Records excerpted from a collection:

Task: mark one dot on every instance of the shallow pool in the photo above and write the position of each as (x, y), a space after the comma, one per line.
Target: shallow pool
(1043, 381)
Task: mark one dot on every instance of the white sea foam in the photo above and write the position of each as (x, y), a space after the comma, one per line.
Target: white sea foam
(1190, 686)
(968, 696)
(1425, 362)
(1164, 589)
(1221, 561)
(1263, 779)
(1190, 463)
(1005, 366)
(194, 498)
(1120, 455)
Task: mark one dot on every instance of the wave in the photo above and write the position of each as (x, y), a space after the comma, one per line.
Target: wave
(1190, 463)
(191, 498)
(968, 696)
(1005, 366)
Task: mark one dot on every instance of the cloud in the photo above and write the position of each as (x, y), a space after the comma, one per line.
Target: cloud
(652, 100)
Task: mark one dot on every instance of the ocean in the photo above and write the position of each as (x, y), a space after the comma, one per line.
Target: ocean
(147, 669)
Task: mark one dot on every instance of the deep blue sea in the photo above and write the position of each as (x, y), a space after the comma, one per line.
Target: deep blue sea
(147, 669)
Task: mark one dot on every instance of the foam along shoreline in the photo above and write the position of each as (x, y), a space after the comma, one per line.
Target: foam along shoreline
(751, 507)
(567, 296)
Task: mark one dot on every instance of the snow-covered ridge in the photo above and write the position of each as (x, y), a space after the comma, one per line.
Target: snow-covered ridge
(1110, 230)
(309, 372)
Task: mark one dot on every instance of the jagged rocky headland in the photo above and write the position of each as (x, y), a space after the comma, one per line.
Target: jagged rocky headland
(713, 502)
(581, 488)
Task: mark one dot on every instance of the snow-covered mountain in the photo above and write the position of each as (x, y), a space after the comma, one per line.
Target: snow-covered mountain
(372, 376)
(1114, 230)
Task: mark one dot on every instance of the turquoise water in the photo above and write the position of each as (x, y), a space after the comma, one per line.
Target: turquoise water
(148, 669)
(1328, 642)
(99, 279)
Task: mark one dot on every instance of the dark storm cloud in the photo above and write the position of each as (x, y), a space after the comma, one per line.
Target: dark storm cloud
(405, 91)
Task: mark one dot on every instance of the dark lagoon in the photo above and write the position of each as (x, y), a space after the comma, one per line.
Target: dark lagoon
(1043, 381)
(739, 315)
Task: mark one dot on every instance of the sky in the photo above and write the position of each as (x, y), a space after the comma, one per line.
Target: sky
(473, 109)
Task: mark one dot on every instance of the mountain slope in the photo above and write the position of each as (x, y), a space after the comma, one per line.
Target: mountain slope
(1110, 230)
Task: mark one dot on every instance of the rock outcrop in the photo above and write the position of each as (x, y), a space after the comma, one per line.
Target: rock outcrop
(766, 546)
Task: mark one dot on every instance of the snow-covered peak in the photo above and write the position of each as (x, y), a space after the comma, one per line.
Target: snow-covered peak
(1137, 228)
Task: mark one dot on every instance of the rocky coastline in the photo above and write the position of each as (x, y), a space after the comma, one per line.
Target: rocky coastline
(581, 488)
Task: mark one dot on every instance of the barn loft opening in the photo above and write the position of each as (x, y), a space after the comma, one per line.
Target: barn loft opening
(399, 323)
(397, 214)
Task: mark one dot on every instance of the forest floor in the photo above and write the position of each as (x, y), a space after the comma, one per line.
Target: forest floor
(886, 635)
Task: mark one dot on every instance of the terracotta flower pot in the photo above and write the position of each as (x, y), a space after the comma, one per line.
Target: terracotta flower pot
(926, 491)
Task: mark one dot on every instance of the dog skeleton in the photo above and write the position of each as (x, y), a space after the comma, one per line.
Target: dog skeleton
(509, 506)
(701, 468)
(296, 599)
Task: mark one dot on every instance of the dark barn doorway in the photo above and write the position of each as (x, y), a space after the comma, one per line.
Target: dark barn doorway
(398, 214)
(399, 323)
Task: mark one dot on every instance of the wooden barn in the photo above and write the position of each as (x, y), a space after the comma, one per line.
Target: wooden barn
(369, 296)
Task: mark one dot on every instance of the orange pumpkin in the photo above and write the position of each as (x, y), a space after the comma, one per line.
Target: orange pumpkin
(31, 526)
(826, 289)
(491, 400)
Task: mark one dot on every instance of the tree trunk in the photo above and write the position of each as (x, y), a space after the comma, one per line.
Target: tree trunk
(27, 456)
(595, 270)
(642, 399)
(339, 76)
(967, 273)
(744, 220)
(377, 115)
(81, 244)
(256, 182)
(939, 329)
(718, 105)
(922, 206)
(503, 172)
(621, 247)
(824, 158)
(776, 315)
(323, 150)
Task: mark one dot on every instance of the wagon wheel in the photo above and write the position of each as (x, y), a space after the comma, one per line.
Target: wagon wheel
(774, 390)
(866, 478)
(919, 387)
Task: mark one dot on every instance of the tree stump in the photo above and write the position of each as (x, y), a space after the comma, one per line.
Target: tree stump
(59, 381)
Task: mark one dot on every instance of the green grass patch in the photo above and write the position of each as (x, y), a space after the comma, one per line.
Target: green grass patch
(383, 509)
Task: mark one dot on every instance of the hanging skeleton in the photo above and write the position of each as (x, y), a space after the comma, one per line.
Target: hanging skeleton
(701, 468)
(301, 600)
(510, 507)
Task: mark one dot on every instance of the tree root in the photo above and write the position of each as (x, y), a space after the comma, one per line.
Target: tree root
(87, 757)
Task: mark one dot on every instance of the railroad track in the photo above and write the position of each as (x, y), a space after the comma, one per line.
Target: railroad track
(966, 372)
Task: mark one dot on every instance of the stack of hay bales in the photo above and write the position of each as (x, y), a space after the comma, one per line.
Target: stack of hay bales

Set exercise: Give back the lines above exactly, from the one with "Task: mark one dot on every instance of the tree stump" through the last line.

The reply:
Task: mark one dot on every instance of the tree stump in the photo above and write the position of each as (x, y), a space after the comma, one per line.
Target: tree stump
(59, 381)
Task: mark one dot on every instance of the green grass patch in the photo above and write the position of each as (x, y), a space after the comma, one per line.
Target: green grass patch
(383, 509)
Task: mark one dot on every instance of the hanging skeleton in the photo above and write the position of each as (x, y), a space after the comma, one per line.
Target: hanging skeleton
(701, 468)
(301, 600)
(510, 507)
Task: mark one dot on every instance of the tree root in the photo above and write the position of each as (x, y), a space after the comma, one per line.
Target: tree root
(87, 757)
Task: mark one dot on every instance of the railroad track in the photo above and write the position of each as (x, y), a space after the comma, one per line.
Target: railroad track
(966, 372)
Task: mark one dot on every instance of the stack of hay bales in the photo above and write the position of each as (x, y), a space after the comma, one per line.
Target: stack of hay bales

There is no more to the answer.